**GOAL OF THE EXERCISE**
Return all of the entries exactly, but do not include the pictures.

**EXERCISE MATERIAL**
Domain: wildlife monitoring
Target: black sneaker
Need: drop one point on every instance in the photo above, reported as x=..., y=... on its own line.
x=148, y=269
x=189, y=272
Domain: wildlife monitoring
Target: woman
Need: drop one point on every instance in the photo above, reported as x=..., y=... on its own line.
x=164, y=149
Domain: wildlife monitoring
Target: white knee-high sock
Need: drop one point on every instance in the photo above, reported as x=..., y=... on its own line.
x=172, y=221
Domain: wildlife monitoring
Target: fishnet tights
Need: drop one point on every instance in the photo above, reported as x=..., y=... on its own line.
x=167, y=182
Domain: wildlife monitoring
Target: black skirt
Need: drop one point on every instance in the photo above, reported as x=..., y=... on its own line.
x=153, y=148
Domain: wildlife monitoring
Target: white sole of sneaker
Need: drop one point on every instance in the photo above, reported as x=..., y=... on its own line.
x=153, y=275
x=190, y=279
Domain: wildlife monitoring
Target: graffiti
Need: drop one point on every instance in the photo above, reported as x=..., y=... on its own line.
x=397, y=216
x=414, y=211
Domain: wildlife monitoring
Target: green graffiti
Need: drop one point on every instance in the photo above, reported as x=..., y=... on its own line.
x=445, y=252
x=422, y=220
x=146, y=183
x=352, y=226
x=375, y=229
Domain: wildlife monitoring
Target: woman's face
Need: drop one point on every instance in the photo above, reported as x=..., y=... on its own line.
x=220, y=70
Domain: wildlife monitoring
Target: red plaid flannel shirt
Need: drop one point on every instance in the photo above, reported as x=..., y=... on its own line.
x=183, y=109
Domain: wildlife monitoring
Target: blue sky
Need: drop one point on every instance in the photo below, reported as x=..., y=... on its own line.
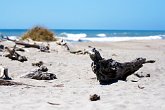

**EXERCISE SOLUTION**
Domain: wildlife monitoring
Target: black sneaker
Need: drop one point on every instance in the photo above, reported as x=..., y=... on its own line.
x=148, y=269
x=189, y=272
Domain: wildlife monitoring
Target: woman
Need: drop one point on every instance in the photo above, reported as x=..., y=... on its own line.
x=164, y=149
Domain: wildlife monitoring
Target: white knee-high sock
Need: drop one point on every instance in the photo above, reported as x=..., y=... on its own line.
x=172, y=221
Domain: wildlife monitoring
Target: fishnet tights
Need: drop one point on every instance in the photo above, reported as x=..., y=... on its own line.
x=167, y=182
Domain: wildlife monitoring
Target: black skirt
Need: drop one point on every instance in the photo above, reported as x=..., y=... on its own line.
x=153, y=148
Domain: wildlife monitoring
Target: white sole of sneaker
Need: drop one point on every instance in the photo above, reported as x=..., y=... on its own line.
x=153, y=275
x=190, y=279
Domain: wildlife monitoring
Target: graffiti
Need: drop one point on every instance in the photo above, reported as x=..., y=... on its own line.
x=397, y=216
x=414, y=211
Domain: wildlife monitoring
Target: green graffiti
Need: drop one point on every instance in the photo above, reported as x=..., y=... on its own line.
x=445, y=252
x=422, y=220
x=146, y=183
x=352, y=226
x=375, y=229
Domain: wildlife monitoring
Target: woman's face
Need: drop one point on every instance in the photo above, reported as x=..., y=... on its own line.
x=220, y=70
Domain: wildlife monitoring
Target: red plaid flannel shirt
Need: drop one point on every instance in the photo above, reported as x=..., y=... on its own line.
x=183, y=109
Domain: wildlife monitoring
Target: blue sky
Need: drop one point on every instance in the photo below, reported as x=..., y=... on its own line.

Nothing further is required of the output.